Stored data entries:

• • • •

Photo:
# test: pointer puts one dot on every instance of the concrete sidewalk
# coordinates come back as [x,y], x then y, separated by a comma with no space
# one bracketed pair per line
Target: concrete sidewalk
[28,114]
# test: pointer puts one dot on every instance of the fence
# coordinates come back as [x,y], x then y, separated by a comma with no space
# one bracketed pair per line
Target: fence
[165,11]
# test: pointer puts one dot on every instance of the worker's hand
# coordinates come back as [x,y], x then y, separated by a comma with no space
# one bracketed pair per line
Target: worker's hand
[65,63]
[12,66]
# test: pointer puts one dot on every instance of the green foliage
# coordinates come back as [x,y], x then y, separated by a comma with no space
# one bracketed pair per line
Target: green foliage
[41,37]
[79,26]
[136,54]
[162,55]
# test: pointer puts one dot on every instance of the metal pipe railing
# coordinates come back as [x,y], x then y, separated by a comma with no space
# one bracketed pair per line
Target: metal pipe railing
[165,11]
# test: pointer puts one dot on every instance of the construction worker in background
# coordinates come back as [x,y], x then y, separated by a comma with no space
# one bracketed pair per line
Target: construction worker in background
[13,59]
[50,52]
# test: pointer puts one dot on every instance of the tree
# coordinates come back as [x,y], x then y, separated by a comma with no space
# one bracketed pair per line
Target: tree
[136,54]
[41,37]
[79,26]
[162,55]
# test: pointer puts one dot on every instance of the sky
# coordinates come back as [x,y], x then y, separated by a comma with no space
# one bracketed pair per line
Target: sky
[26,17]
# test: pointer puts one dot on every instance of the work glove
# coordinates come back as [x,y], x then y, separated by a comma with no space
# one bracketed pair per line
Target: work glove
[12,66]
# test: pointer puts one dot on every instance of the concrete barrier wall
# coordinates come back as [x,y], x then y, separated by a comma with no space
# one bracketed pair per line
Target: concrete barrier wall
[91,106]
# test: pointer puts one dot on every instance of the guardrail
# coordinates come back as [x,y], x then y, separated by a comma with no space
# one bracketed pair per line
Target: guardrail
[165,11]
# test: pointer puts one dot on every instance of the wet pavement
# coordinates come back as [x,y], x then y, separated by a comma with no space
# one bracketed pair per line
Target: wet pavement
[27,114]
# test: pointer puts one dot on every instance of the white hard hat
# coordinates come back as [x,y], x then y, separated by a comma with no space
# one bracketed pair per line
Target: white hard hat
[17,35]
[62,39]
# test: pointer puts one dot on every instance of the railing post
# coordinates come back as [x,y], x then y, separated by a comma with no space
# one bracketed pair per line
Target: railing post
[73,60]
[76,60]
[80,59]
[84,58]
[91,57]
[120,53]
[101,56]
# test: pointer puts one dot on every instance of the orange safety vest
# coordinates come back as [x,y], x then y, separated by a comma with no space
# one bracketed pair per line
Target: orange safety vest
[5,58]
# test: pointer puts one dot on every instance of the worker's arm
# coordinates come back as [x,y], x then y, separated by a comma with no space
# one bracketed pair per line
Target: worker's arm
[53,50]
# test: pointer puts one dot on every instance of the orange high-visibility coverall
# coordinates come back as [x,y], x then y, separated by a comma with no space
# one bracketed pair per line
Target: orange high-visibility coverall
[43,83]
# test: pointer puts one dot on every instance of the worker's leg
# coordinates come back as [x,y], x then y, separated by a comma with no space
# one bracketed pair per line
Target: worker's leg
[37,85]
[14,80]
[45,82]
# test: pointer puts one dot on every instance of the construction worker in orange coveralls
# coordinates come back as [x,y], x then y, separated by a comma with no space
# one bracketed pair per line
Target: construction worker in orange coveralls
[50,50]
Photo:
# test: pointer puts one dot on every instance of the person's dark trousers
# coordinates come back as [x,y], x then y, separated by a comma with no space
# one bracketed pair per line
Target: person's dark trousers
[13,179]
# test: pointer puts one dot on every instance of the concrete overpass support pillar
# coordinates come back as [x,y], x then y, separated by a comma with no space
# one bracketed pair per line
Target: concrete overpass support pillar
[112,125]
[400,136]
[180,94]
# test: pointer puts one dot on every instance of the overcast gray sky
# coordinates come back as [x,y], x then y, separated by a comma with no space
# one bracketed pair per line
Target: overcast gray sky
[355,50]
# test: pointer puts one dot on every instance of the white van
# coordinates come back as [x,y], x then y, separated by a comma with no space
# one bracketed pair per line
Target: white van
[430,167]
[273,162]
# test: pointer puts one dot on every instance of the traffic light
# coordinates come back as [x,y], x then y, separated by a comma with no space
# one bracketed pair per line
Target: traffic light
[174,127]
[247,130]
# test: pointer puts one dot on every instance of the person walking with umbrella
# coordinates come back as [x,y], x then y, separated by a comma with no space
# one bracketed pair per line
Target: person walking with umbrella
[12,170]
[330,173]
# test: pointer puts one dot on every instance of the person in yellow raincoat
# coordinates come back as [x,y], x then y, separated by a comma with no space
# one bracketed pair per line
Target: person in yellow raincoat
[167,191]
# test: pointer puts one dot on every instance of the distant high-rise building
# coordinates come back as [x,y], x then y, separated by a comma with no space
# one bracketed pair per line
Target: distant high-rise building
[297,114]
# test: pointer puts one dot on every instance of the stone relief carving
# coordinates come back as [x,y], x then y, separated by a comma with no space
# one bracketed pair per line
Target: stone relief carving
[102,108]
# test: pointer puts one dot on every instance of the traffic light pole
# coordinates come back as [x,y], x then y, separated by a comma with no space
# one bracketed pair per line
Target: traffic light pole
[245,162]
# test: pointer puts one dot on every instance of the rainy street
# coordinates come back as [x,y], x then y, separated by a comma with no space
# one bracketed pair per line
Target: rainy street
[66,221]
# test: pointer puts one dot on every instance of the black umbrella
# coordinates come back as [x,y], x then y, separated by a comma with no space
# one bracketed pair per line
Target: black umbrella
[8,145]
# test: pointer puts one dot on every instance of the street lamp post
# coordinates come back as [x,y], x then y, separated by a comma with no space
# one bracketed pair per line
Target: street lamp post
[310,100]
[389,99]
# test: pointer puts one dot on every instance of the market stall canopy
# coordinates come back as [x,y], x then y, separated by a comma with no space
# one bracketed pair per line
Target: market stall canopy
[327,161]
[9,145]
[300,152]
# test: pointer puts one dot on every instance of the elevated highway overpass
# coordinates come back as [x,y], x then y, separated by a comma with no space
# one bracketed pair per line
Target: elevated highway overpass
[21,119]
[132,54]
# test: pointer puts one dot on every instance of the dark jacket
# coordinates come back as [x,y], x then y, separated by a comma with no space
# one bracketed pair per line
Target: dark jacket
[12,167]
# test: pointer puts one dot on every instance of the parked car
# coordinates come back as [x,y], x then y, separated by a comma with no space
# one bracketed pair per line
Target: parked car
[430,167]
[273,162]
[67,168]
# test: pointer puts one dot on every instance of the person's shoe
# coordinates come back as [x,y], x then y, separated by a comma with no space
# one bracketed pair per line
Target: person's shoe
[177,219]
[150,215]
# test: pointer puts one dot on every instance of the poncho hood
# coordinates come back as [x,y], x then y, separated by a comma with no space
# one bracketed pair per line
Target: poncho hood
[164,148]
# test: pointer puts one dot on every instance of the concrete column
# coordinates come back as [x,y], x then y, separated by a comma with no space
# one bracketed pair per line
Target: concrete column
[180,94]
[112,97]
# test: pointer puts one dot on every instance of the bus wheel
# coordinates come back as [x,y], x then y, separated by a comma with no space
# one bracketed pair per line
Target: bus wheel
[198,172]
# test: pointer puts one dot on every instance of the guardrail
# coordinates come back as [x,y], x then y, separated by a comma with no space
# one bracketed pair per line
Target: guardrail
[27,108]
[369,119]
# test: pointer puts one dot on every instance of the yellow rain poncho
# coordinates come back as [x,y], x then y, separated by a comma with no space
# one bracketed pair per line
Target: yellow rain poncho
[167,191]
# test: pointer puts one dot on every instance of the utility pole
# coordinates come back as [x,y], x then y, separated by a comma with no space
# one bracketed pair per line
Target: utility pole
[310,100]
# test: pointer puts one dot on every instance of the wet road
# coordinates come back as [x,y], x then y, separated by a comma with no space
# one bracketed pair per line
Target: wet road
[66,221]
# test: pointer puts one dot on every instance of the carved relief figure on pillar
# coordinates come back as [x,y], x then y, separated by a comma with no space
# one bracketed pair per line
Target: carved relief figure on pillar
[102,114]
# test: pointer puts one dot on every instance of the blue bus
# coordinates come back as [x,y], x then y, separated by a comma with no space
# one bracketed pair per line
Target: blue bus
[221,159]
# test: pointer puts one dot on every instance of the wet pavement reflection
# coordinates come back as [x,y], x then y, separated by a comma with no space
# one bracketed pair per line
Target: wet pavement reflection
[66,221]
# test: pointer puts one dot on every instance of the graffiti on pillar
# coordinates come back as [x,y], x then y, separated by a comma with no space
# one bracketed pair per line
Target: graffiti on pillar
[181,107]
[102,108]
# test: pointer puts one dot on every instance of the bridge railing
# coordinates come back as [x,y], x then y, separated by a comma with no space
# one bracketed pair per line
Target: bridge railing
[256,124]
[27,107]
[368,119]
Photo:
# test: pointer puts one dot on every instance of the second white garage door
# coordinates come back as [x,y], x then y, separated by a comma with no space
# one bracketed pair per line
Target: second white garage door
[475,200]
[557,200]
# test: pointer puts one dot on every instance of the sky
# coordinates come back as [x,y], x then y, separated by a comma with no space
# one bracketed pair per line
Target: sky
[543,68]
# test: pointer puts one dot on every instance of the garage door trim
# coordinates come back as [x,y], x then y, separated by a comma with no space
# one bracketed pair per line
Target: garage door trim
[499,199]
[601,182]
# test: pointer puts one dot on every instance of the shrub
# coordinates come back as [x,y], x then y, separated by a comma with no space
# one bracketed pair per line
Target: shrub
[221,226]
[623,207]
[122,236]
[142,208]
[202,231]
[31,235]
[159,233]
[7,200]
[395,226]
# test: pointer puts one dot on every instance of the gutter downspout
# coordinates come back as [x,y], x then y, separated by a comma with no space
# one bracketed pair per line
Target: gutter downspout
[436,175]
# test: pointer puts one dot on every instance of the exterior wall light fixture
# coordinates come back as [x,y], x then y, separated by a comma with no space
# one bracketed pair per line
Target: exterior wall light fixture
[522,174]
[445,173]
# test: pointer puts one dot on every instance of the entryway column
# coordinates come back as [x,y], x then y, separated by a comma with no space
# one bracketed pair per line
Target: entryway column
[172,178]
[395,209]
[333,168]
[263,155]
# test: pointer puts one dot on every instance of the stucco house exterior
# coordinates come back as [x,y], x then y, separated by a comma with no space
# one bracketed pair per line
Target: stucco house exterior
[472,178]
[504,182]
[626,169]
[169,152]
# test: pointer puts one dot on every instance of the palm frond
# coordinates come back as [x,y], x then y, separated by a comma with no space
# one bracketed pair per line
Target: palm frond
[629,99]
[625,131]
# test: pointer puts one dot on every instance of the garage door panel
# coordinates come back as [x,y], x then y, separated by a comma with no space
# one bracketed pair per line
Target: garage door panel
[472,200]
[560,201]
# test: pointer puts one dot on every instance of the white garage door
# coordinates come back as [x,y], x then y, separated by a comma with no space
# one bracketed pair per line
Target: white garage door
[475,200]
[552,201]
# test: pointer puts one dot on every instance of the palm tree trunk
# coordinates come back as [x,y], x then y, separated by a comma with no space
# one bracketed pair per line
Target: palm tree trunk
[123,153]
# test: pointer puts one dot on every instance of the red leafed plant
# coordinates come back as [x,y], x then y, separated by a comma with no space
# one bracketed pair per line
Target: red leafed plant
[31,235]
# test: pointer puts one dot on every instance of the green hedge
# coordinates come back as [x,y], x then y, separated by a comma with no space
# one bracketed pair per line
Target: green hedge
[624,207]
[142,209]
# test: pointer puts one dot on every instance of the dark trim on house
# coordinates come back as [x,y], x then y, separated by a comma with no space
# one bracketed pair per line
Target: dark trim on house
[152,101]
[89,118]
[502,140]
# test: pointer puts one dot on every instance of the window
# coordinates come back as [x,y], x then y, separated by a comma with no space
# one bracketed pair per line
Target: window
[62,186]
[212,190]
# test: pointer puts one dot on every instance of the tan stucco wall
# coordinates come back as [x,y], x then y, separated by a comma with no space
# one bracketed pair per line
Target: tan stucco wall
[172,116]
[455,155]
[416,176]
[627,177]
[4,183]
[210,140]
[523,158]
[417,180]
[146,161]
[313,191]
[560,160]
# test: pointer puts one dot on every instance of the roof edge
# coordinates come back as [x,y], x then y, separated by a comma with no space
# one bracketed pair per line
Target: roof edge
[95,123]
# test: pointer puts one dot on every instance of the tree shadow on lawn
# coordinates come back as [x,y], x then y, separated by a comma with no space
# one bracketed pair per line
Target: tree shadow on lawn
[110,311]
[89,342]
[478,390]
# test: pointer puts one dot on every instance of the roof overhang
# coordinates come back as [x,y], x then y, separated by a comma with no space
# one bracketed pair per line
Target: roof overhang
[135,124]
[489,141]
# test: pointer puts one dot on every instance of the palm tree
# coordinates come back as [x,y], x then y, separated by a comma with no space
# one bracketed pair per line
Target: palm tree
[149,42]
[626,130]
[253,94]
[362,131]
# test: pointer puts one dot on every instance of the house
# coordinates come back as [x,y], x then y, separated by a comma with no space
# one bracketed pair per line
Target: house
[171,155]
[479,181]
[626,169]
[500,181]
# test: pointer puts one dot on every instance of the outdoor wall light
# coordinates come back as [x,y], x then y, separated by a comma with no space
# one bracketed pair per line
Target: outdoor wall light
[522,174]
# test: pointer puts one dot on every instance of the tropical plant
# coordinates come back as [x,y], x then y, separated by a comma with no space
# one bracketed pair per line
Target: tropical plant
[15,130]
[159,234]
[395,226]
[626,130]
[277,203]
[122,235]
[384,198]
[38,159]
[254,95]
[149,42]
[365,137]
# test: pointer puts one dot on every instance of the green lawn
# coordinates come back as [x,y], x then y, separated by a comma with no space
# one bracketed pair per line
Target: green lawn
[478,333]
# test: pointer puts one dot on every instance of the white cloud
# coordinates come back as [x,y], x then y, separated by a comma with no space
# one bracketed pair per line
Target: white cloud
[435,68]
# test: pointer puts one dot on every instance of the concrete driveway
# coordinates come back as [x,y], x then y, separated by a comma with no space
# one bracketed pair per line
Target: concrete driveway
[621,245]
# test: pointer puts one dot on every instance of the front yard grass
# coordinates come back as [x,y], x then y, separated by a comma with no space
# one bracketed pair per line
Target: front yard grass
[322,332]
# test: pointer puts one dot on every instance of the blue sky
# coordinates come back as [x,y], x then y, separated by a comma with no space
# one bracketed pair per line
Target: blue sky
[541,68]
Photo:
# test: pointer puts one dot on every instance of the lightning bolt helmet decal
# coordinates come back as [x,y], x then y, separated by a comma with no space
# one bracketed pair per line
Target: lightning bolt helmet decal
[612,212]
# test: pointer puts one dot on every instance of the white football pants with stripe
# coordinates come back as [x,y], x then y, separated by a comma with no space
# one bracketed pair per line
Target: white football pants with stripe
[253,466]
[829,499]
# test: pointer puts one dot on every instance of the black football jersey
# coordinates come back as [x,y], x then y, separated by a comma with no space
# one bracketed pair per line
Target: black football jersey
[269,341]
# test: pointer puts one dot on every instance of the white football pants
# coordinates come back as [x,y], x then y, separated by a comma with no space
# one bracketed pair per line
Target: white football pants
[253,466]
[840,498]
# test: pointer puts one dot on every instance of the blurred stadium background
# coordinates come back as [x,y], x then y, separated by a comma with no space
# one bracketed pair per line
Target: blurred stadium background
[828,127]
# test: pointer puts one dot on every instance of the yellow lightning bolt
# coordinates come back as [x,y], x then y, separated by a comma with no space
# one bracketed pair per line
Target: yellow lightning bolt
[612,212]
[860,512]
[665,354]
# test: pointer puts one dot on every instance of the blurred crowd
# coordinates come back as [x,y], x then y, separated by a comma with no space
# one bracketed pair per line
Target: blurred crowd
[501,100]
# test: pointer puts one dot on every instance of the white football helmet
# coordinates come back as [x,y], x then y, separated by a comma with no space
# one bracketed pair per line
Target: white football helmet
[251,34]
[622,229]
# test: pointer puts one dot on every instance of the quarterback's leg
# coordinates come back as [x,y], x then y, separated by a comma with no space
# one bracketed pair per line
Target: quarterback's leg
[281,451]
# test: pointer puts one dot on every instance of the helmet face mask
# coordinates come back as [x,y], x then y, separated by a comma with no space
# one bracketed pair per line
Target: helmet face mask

• • • •

• [What you are asked to do]: Copy out, exactly and alone, the lines of the entries above between the ones holding "Target: white hard hat" and "the person's dark trousers", inclusive.

• [Output]:
Target: white hard hat
[17,35]
[62,39]
# test: pointer puts one dot on every instance of the railing post
# coordinates come back as [x,y], x then y, separated by a comma with no space
# one bracketed pair per line
Target: railing post
[73,60]
[76,60]
[80,59]
[84,58]
[91,57]
[120,53]
[101,56]
# test: pointer puts one dot on every instance of the orange safety vest
# coordinates come back as [x,y], x then y, separated by a comma with no space
# one bracketed pair per line
Target: orange safety vest
[5,58]
# test: pointer puts one dot on every instance of the worker's arm
# coordinates come back as [x,y], x then y, separated by a comma with no space
# one bracketed pair per line
Target: worker's arm
[53,50]
# test: pointer puts one dot on every instance of the orange high-visibility coverall
# coordinates come back as [x,y], x then y, separated by a comma with no space
# one bracketed pair per line
Target: orange high-visibility coverall
[43,83]
# test: pointer puts one dot on every instance of the worker's leg
# coordinates come back as [x,y], x then y, separated by a comma with no space
# one bracketed pair per line
Target: worker's leg
[37,85]
[14,80]
[45,82]
# test: pointer puts one dot on every instance of the construction worker in orange coveralls
# coordinates come back as [x,y], x then y, separated by a comma with no space
# one bracketed pair per line
Target: construction worker in orange coveralls
[50,50]
Photo:
# test: pointer puts one dot on every instance of the person's dark trousers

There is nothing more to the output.